══ DOCUMENT EXCERPT
Recent announcements by Institutional Shareholder Services Inc. (“ISS”), a proxy voting advisor, indicate that publicly held U.S. companies may need to consider implementing certain modifications to their equity compensation plans and grant practices. Among other things, ISS provides its institutional investor clients with recommendations on how to vote on issuer proposals (such as the adoption of (or amendment to) equity compensation plans) that are submitted to the issuer’s shareholders for their approval. So, the views of ISS typically are of relevance to most issuers. Recently, ISS issued a couple of news releases that address various corporate governance topics but we focus in this article on compensation related items that were covered in the ISS releases.
On September 29, 2014, ISS released the results of its annual global voting policy survey. In the release, ISS noted that it intended to implement a “balanced scorecard” approach to evaluating compensation plan proposals that gives weight to various factors under three categories related to the proposal. These factors would be (1) cost, (2) plan features, and (3) company grant practices. The release also provided survey findings that stated with respect to how the plan cost category should be weighed in a scorecard: 70 percent of investors indicate weights ranging from 30 to 50 percent, with a 40 percent weighting cited most often. Sixty-two percent of investors suggested weightings from 25 to 35 percent for plan features; and 64 percent indicated weights ranging from 20 to 35 percent for grant practices. Separately, with respect to executive compensation, the release also said that “pay limits relative to company performance resonate with investors” and that when “asked whether there is a threshold at which the magnitude of CEO pay warrants concern even if the company’s performance is positive (e.g., outperforming peer group), 60 percent of investor respondents answer in the affirmative”. The survey provides many other details along with quantifying and summarizing the responses to the specific survey queries.
Additionally, on October 15, 2014, ISS issued a news release in which it announced the launch of its 2015 benchmark voting policy. ISS solicited views on its draft voting policies for 2015 and requested that any comments be provided to them by email before 6:00 p.m. EDT on October 29, 2014. One such new draft voting policy is the “Equity Plan Scorecard” (“EPSC”) as mentioned above in the earlier news release. If implemented, the EPSC would be utilized by ISS in their process for making vote recommendations with respect to equity compensation plans that have been submitted for shareholder approval.
════
══ EXTRACTED DATA
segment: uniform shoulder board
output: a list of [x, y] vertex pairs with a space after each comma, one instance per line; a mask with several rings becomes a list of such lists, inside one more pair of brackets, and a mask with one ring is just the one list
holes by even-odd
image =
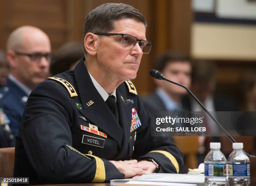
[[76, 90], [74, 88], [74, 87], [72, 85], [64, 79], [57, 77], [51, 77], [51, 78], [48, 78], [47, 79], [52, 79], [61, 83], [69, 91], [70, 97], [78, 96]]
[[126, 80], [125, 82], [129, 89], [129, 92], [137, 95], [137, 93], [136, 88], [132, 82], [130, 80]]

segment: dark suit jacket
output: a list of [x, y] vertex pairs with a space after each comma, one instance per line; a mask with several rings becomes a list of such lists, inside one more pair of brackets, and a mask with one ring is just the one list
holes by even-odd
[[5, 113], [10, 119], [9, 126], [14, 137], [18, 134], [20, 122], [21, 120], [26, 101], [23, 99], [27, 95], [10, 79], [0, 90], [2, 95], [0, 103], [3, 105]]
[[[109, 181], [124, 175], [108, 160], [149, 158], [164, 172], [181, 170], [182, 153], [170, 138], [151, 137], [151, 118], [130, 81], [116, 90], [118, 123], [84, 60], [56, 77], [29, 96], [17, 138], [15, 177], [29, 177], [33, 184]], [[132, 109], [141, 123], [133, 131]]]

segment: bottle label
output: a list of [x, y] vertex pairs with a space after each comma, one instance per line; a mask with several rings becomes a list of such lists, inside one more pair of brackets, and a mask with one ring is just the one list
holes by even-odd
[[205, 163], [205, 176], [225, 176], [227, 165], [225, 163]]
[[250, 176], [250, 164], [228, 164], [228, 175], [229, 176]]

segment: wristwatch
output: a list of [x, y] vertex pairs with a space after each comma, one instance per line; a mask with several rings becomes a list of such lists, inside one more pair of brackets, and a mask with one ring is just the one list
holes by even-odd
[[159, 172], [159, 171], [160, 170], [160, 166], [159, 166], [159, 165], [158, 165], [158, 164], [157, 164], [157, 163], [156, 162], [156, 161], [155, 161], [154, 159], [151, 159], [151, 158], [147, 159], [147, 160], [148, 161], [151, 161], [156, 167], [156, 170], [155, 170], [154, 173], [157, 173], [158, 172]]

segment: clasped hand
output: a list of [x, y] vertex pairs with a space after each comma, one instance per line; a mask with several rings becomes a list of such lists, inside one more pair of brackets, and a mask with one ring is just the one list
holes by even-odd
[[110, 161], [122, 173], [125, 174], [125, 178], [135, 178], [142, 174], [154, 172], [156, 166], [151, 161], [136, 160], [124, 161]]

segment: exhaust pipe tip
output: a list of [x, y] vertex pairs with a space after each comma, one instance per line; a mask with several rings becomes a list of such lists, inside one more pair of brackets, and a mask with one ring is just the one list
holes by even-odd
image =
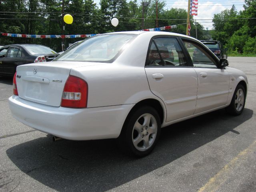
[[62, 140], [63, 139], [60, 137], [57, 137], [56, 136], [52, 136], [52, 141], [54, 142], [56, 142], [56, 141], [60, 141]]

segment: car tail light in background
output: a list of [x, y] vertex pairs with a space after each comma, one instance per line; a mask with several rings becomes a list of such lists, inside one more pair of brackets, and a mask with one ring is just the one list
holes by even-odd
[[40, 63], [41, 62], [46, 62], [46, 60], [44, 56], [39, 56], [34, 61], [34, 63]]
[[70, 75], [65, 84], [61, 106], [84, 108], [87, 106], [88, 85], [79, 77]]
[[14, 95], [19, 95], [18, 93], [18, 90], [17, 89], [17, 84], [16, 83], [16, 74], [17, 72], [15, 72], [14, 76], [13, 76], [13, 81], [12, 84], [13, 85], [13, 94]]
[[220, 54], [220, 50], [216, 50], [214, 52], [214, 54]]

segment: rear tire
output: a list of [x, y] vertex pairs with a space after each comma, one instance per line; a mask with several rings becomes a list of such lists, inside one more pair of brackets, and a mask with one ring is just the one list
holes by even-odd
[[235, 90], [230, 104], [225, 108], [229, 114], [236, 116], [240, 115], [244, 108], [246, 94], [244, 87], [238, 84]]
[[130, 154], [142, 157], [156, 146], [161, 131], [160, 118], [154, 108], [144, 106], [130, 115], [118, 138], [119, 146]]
════
_EXERCISE GOAL_
Please copy the part of the ISS compensation article starting with "Recent announcements by" and going on through "the ISS releases.".

_OUTPUT FOR THIS EXERCISE_
Recent announcements by Institutional Shareholder Services Inc. (“ISS”), a proxy voting advisor, indicate that publicly held U.S. companies may need to consider implementing certain modifications to their equity compensation plans and grant practices. Among other things, ISS provides its institutional investor clients with recommendations on how to vote on issuer proposals (such as the adoption of (or amendment to) equity compensation plans) that are submitted to the issuer’s shareholders for their approval. So, the views of ISS typically are of relevance to most issuers. Recently, ISS issued a couple of news releases that address various corporate governance topics but we focus in this article on compensation related items that were covered in the ISS releases.